**INPUT**
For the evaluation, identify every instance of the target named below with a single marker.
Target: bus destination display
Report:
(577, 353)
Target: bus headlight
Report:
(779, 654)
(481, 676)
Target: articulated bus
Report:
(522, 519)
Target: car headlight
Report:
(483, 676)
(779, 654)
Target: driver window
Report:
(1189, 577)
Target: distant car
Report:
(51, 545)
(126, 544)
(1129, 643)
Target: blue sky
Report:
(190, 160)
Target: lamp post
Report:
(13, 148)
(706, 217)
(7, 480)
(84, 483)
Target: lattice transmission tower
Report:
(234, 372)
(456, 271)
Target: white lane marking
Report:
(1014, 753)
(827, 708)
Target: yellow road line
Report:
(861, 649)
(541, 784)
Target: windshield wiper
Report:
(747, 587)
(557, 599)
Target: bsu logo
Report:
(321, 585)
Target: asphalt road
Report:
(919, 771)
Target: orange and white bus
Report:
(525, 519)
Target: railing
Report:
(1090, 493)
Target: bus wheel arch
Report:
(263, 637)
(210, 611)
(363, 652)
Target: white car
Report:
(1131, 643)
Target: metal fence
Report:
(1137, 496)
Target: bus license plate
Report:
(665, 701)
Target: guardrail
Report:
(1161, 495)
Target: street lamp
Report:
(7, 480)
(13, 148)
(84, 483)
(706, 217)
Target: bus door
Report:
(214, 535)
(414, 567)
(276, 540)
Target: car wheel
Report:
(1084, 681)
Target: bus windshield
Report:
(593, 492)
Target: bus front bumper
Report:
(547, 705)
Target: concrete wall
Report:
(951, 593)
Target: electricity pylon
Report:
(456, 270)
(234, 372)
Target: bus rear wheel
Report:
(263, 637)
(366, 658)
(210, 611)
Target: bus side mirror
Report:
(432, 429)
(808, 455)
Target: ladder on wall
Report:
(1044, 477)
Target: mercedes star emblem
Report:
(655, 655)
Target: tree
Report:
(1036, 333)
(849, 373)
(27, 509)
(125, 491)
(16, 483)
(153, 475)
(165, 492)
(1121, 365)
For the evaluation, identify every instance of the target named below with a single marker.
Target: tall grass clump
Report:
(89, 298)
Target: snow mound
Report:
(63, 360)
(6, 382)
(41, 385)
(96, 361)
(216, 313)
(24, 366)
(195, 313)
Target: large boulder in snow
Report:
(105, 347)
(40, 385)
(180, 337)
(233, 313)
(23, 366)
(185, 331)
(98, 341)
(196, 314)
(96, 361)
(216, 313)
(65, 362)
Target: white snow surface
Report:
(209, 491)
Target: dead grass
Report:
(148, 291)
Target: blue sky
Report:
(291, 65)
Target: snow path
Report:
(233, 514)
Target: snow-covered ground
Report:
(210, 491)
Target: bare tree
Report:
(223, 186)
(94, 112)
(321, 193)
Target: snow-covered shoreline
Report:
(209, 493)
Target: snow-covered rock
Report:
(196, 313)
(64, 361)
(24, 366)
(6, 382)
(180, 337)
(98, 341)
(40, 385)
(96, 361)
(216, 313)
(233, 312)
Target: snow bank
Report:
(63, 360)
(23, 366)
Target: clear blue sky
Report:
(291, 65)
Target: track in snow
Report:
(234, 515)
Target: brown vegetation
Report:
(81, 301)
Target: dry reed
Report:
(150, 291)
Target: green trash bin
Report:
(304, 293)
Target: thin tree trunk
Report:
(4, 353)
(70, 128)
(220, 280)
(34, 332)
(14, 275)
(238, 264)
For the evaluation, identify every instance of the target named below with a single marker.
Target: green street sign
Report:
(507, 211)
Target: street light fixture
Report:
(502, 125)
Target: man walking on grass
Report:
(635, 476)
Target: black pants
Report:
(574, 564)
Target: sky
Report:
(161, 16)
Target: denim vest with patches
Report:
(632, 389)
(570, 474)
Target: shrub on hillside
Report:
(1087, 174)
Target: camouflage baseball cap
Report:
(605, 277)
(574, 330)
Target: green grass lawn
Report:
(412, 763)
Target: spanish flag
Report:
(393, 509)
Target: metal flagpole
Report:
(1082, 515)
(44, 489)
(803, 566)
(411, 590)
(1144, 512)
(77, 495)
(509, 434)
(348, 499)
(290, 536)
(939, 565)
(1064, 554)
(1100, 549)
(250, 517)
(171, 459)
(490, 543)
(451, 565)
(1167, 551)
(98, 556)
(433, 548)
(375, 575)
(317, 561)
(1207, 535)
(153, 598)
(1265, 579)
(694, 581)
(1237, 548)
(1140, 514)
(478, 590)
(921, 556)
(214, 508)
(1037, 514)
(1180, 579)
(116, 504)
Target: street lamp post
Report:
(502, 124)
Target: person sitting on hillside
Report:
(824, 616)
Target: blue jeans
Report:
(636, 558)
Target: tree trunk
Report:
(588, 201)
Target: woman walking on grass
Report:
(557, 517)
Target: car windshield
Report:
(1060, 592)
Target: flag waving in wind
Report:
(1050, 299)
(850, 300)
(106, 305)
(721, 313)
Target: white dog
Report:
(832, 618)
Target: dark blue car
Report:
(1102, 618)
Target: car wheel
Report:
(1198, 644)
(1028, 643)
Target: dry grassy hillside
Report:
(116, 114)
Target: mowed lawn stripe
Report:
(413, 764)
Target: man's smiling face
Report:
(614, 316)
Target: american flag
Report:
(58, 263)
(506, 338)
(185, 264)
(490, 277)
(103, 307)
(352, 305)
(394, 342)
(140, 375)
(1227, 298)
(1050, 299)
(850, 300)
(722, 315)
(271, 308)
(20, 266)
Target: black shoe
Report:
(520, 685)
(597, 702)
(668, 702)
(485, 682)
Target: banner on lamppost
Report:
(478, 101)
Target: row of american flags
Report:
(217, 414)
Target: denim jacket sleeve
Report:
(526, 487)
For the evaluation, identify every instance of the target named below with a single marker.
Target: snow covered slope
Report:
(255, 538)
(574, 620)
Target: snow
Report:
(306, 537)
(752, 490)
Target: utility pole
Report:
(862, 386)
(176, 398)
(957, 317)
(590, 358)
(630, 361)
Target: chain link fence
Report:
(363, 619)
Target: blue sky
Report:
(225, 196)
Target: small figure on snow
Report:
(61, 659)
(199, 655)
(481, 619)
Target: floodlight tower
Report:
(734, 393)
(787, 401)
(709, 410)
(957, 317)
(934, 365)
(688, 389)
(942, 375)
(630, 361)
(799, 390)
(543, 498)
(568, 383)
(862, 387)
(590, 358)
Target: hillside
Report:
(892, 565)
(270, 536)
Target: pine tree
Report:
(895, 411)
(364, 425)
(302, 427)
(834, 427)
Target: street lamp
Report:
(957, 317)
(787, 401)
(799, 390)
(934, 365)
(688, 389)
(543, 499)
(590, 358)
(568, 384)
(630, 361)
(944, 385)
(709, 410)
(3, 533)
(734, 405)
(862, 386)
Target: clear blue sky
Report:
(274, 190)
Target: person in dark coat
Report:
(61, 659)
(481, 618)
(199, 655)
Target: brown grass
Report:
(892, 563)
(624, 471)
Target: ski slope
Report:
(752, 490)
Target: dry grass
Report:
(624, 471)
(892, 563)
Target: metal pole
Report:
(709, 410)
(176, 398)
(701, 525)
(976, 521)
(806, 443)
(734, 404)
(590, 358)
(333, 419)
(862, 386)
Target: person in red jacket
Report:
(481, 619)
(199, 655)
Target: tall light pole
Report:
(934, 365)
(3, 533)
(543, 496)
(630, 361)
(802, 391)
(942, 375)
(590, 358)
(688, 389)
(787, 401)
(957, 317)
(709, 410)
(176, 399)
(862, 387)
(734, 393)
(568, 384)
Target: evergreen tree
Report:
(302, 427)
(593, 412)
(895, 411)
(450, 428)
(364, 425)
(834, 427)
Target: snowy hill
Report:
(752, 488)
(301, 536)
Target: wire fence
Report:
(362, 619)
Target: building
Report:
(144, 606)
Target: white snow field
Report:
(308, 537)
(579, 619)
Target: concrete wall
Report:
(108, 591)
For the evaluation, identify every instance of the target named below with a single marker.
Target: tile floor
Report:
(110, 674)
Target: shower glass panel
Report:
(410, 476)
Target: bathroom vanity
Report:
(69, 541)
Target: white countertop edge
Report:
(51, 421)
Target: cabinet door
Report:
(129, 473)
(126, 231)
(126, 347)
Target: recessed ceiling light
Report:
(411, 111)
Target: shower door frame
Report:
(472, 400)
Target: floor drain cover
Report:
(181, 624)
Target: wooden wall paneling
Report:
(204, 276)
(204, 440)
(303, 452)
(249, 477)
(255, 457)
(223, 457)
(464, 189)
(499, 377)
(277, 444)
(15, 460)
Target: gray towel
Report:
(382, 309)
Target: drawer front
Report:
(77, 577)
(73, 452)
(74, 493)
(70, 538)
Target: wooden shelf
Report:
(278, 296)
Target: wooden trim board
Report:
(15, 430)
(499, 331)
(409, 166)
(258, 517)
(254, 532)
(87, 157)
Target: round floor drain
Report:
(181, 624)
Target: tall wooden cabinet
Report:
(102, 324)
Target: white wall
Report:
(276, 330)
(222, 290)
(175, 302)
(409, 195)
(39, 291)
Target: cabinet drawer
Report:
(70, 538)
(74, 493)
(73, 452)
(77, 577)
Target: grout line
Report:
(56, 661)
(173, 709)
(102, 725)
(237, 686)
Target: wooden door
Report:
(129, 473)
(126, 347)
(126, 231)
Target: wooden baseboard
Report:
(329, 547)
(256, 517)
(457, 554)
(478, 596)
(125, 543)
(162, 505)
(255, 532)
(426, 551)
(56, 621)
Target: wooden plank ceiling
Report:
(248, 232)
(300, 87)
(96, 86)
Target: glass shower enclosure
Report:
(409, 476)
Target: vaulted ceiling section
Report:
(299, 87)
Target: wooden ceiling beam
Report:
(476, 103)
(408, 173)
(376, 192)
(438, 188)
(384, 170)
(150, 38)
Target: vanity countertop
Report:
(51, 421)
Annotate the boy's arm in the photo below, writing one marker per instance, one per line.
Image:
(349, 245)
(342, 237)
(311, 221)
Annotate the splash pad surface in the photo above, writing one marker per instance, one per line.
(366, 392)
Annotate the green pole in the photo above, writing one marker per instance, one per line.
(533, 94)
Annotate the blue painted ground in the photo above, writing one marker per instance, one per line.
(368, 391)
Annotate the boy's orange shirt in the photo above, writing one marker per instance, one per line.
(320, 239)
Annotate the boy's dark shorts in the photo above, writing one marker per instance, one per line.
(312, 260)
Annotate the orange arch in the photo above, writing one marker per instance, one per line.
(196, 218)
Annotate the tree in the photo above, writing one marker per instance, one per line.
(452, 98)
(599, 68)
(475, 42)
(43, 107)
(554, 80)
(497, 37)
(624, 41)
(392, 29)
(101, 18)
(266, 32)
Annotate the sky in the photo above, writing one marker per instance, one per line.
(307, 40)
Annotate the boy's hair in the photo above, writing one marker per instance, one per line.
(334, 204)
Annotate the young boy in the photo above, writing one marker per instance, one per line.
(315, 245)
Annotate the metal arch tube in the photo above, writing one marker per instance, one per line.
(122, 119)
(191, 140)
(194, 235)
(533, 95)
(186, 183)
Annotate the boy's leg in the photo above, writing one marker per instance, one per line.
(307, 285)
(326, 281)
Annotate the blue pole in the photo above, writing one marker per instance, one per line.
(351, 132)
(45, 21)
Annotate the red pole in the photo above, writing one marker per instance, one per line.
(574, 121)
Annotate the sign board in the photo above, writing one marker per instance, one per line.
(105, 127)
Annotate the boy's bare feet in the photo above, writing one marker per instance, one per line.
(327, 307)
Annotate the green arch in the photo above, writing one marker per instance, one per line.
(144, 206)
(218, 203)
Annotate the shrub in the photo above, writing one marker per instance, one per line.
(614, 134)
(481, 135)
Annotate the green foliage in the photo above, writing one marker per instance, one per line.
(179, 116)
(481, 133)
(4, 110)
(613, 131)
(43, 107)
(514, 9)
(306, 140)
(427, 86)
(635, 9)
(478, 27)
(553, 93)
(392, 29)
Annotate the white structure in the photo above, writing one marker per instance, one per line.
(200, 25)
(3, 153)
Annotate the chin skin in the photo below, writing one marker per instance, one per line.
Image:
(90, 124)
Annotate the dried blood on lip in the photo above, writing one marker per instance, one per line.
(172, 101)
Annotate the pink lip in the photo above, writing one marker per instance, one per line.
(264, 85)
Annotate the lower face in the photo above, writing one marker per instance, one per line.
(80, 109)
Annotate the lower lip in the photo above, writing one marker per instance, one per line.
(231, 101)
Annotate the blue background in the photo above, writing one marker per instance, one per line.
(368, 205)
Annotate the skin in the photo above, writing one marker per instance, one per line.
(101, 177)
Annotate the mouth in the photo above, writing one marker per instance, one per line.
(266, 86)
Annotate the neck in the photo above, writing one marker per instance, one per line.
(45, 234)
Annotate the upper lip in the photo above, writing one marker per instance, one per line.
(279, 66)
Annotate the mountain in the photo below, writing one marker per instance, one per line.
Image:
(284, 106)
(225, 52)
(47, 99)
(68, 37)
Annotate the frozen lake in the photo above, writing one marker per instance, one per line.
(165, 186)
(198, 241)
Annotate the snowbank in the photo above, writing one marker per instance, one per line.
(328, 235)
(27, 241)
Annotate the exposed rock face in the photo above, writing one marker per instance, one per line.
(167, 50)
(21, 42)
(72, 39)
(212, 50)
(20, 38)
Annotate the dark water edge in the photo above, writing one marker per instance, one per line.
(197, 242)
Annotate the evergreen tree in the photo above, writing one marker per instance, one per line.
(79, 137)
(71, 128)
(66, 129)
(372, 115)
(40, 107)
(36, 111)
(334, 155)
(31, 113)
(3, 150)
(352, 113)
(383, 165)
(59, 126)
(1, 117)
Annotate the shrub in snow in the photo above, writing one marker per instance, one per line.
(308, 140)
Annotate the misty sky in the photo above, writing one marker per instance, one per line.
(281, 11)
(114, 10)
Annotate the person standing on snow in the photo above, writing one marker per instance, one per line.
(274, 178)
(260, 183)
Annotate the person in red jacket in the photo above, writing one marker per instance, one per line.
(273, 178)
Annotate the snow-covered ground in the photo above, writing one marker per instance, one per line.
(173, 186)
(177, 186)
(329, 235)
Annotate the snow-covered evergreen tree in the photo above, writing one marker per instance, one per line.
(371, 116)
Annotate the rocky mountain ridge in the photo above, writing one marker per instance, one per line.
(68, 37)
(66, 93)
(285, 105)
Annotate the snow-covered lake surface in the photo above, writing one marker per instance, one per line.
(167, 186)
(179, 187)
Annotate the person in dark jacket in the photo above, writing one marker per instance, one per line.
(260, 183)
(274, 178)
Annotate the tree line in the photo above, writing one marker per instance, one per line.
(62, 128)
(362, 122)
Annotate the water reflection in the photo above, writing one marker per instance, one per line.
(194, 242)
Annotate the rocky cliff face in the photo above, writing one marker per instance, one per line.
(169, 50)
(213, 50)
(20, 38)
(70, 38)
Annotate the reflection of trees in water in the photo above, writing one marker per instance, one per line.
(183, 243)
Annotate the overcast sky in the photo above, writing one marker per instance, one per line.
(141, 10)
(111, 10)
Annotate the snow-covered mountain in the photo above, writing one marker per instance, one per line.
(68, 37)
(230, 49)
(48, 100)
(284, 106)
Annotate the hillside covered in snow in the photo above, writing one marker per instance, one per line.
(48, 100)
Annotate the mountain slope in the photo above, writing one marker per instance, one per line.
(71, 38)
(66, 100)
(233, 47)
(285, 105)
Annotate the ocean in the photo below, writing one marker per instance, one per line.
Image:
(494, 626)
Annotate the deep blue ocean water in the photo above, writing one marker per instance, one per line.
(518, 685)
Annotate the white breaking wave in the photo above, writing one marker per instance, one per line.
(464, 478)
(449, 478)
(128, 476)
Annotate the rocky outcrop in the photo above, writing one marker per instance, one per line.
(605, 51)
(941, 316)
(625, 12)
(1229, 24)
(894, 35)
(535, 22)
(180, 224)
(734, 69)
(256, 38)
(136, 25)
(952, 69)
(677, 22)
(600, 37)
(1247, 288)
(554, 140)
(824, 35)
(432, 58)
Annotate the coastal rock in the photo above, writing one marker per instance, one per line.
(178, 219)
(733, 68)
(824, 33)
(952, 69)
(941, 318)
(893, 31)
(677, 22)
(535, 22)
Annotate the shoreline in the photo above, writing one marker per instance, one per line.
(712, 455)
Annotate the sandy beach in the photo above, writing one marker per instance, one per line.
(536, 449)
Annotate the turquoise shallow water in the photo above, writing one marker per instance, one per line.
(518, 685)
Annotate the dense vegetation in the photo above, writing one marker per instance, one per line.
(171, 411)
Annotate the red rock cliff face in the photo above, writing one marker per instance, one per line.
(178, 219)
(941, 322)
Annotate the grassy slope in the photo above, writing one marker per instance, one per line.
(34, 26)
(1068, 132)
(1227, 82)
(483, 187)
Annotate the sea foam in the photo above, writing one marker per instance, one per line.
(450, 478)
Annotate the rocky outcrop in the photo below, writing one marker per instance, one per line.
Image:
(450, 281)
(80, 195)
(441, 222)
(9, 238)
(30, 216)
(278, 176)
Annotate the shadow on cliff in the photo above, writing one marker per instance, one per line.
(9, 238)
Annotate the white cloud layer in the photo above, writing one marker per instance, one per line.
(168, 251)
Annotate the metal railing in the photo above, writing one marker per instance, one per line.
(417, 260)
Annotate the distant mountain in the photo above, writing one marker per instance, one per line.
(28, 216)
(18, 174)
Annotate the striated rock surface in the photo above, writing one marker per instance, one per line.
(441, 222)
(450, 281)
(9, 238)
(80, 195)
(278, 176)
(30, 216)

**WHAT YOU ARE ASKED TO DO**
Reproduce the records above verbatim, starting at their first line and stopping after the line that contains "(1189, 577)", with both of these lines included.

**THE ANSWER**
For the evaluation, identify every instance of the target named below with a single marker.
Target: bus destination display
Report:
(577, 353)
Target: bus headlight
Report:
(779, 654)
(481, 676)
Target: articulated bus
Report:
(522, 519)
Target: car headlight
Report:
(483, 676)
(779, 654)
Target: driver window
Report:
(1189, 577)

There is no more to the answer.